(Information provided):
»»

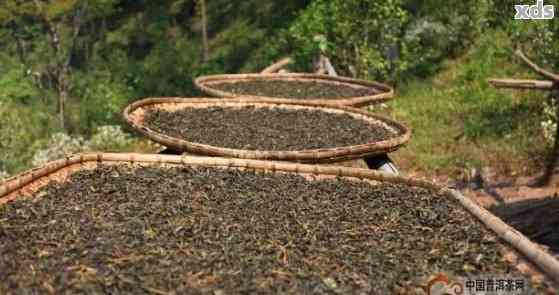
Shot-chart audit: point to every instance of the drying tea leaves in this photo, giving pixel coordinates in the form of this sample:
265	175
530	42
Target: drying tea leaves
175	230
266	128
294	89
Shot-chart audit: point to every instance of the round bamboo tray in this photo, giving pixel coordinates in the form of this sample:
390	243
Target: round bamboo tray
540	263
382	92
134	115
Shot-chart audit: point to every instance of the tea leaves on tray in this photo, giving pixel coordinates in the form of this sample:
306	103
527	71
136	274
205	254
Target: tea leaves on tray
265	128
294	89
155	230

««

(Your instructions): Rescale the lines above by repeating all of them, requests included, and multiplying each pixel coordinate in the answers by 2.3, rounding to whole numbers with halves rounding up. Leave the coordinates in the requests and their format samples unchanged, and omit the pictures.

(Final result):
Shot-chart audit: point to every instance of the drying tea leaves in this photo, giving pixel coordinates in the form of this sample:
265	175
530	42
Target: drying tea leaves
403	529
612	294
676	205
Shot-chart audit: point to every instance of the round bamboo tray in this photo, giving pixel coordinates in the form of this sample:
390	243
Target: round bamboo tray
1242	605
879	212
308	265
Shot-chart audit: point to every instance of the tea leaves on tray in this photo, giving pixel coordinates in the form of this sample:
306	103
527	71
136	274
205	254
Target: tea leaves on tray
610	294
676	205
357	529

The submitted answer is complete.